OPERA America Announces the Recipients of 2024 Repertoire Development Grants
$185,000 Awarded to Seven Companies to Develop New American Operas
OPERA America is pleased to announce the recipients of its 2024 Repertoire Development Grants.
The biennial Repertoire Development Grant program provides financial support to OPERA America Professional Company Members for the development of new American opera and music theater works. Grants allow creators and producers to refine works-in-progress by offsetting creative fees and other costs including lab productions, workshops, readings, and revisions.
“This investment in the development of new American opera is an investment in the future of the art form,” stated Marc A. Scorca, president/CEO of OPERA America. “These grants ensure the richness and diversity of the opera tradition can continue to evolve and captivate audiences now and in the future.”
A total of $185,000 was awarded to seven new works by these companies (the two works led by Calgary Opera and Pittsburgh Opera are being developed as co-productions):
- American Lyric Theater (New York, NY)
She Who Dared (Jasmine Barnes/Deborah D.E.E.P. Mouton) - Calgary Opera (Calgary, AB, Canada)
in consortium with Vancouver Opera (Vancouver, BC, Canada)
Namwayut (Ian Cusson/Parmela Attariwala/Yvette Nolan) - Des Moines Metro Opera (Des Moines, IA)
American Apollo (Damien Geter/Lila Palmer) - Long Beach Opera (Long Beach, CA)
Asunción (San Cha/McCall Cadenas) - Opera Parallèle (San Francisco, CA)
Hello, Star (Carla Lucero/Jarrod Lee) - Pittsburgh Opera (Pittsburgh, PA)

# STUDY MATERIAL
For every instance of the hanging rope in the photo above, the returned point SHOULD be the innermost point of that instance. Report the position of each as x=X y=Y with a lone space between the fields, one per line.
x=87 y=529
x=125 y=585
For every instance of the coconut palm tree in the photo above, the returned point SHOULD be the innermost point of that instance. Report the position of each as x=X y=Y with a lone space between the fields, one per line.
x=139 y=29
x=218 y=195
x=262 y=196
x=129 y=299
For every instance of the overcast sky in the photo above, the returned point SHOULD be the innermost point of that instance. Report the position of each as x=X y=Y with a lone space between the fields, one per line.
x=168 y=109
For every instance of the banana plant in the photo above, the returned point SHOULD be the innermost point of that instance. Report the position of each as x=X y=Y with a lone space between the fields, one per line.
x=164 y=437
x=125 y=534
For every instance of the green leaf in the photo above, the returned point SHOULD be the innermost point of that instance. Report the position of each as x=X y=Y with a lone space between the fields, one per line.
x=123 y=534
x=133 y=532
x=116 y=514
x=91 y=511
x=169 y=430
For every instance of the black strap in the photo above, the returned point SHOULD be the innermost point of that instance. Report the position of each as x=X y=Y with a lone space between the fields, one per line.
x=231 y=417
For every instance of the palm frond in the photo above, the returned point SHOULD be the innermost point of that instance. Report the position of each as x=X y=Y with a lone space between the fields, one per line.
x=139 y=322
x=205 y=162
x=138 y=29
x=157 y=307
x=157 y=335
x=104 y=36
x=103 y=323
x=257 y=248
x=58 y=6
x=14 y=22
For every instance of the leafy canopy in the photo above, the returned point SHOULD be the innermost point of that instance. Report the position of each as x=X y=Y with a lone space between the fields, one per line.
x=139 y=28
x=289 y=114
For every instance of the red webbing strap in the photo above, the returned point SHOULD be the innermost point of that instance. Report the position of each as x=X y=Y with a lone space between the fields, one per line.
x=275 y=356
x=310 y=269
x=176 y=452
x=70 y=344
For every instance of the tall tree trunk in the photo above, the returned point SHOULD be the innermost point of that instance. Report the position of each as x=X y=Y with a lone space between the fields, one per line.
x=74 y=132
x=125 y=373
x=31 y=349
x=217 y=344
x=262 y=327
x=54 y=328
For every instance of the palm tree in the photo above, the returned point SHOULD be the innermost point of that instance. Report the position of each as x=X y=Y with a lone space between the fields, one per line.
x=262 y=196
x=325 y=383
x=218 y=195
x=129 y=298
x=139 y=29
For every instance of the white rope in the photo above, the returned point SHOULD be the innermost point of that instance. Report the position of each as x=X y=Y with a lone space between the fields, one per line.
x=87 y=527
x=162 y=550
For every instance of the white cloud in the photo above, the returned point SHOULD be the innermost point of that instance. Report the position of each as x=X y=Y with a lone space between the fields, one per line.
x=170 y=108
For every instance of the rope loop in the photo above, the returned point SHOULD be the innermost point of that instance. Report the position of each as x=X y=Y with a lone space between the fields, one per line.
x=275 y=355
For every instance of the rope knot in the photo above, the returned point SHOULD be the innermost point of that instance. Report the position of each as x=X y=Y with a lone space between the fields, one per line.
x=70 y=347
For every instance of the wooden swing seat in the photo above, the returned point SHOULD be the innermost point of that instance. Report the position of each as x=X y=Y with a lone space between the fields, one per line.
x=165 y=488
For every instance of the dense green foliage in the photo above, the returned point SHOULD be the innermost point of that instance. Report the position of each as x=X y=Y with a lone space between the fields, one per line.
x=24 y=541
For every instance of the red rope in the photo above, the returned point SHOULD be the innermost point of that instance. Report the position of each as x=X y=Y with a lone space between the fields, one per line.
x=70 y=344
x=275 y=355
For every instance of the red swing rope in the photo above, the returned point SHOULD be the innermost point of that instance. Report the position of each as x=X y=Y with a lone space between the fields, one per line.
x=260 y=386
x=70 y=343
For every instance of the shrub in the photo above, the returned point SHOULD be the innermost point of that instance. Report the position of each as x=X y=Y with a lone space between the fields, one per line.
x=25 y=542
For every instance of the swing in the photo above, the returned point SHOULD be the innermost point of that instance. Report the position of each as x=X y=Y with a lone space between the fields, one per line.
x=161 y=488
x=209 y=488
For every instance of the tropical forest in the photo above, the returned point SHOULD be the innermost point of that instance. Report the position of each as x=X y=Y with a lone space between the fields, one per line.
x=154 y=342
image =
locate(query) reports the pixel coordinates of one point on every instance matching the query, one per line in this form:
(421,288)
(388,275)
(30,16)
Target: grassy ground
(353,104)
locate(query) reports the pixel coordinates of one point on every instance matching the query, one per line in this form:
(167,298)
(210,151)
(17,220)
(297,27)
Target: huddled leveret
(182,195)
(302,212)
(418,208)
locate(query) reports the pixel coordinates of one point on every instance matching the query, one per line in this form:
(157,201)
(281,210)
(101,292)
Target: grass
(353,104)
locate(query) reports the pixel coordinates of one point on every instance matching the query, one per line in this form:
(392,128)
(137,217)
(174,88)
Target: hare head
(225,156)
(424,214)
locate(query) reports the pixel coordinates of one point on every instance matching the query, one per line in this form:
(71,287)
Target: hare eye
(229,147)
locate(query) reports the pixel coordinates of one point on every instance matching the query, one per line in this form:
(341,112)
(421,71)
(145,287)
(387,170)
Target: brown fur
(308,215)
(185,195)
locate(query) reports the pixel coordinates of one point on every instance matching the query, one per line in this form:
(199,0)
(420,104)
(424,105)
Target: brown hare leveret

# WHAT YOU WILL DO
Write the next part of the announcement about OPERA America's 2024 Repertoire Development Grants, starting right after its last line.

# YOUR RESPONSE
in consortium with Opera Santa Barbara (Santa Barbara, CA), Intermountain Opera Bozeman (Bozeman, MT), and Boston Conservatory at Berklee (Boston, MA)
Time to Act (working title) (Laura Kaminsky/Crystal Manich) - The Santa Fe Opera (Santa Fe, NM)
Interplanetary Opera (working title) | The Santa Fe Opera Commissions New Opera from All Indigenous Team that Takes the Question of Colonization Into Space (Brent Michael Davids/Mary Kathryn Nagle)
The 2024 Repertoire Development Grant recipients were selected from among 47 applications by a panel of industry leaders consisting of Kitty Brazelton, composer; Nataki Garrett, co-artistic director of One Nation/One Project and the national arts and health initiative #ArtsforEveryBody; Carolyn Kuan, conductor; Gene Scheer, librettist; and Mo Zhou, director.
Repertoire Development Grants are made possible through OPERA America’s Opera Fund, an endowment dedicated to supporting the creation and production of new work. The Opera Fund has helped to support new classics like Nixon in China (John Adams/Alice Goodman), Little Women (Mark Adamo), Moby-Dick (Jake Heggie/Gene Scheer), Silent Night (Kevin Puts/Mark Campbell), As One (Laura Kaminsky/Mark Campbell/Kimberly Reed), and Fellow Travelers (Gergory Spears/Greg Pierce).
Recent works supported by the Opera Fund include The Central Park Five (Anthony Davis/Richard Wesley), which premiered in 2019 and won the 2020 Pulitzer Prize for Music; Blue (Jeanine Tesori/Tazewell Thompson); Fire Shut Up in My Bones (Terence Blanchard/Kasi Lemmons); and El último sueño de Frida y Diego (Gabriela Lena Frank/Nilo Cruz). These works have met with critical acclaim and enjoyed subsequent productions at companies across the country.
OPERA America’s Opera Fund was launched by the National Endowment for the Arts, with support from the Helen F. Whitaker Fund, Lee Day Gillespie, Lloyd and Mary Ann Gerlach, the Andrew W. Mellon Foundation, the William and Flora Hewlett Foundation, the John S. and James L. Knight Foundation, and the George Cedric Metcalf Charitable Foundation.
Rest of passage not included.